— start Page extract —

- Conference: Big 12 Conference
- Record: 11–20 (5–13 Big 12)
- Head coach: Lon Kruger (6th season);
- Assistant coaches: Chris Crutchfield; Carlin Hartman; Kevin Kruger;
- Home arena: Lloyd Noble Center

= 2016–17 Oklahoma Sooners men's basketball team =

American college basketball season

The 2016–17 Oklahoma Sooners basketball team represented the University of Oklahoma in the 2016–17 NCAA Division I men's basketball season. The Sooners were led by Lon Kruger in his sixth season. They played their home games at the Lloyd Noble Center in Norman, Oklahoma as a member of the Big 12 Conference. They finished the season 11–20, 5–13 in Big 12 play to finish in ninth place. They lost in the first round of the Big 12 tournament to TCU.

==Previous season==
The Sooners finished the 2015–16 season 29–8, 12–6 in Big 12 play to finish in third place in conference. They defeated Oklahoma State in the quarterfinals of the Big 12 tournament before losing to West Virginia in the semifinals. The Sooners received an at-large bid to the NCAA tournament where they defeated Cal State Bakersfield, VCU, Texas A&M, and Oregon to advance to the Final Four for the fifth time in school history. At the Final Four, they lost in the national semifinal to the eventual champion Villanova by 44 points, the largest margin in Final Four history.

— end Page extract —

Task goal |
Say whether each of these statements agrees with the page on the 2016–17 Oklahoma Sooners men's basketball team, answering yes or no and quoting the words of the page that decide it: (a) the Sooners played their home games in Norman, Oklahoma; (b) the 2016–17 Sooners finished third in the Big 12; (c) in the 2015–16 Big 12 tournament, the Sooners lost to Villanova in the semifinals.

— start Entries —

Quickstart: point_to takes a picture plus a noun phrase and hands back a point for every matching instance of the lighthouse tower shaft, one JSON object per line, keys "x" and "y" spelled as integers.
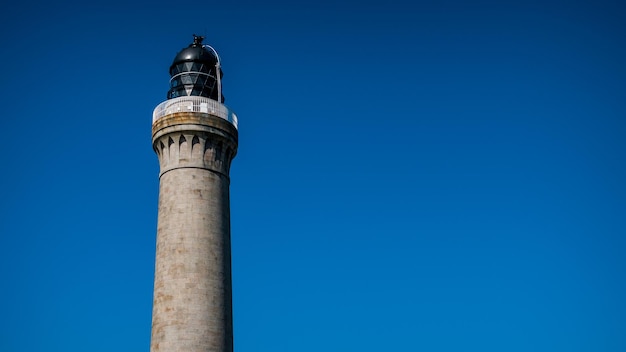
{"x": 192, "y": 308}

— end Entries —
— start Entries —

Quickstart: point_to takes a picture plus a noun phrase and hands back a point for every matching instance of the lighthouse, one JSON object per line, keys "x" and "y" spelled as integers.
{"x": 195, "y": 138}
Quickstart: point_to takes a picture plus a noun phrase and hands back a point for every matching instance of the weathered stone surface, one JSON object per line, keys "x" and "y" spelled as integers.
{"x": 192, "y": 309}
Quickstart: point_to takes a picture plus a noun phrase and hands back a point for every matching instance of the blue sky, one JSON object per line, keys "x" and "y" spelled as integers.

— end Entries —

Right answer |
(a) Yes: "They played their home games at the Lloyd Noble Center in Norman, Oklahoma"
(b) No: "5–13 in Big 12 play to finish in ninth place"
(c) No: "before losing to West Virginia in the semifinals"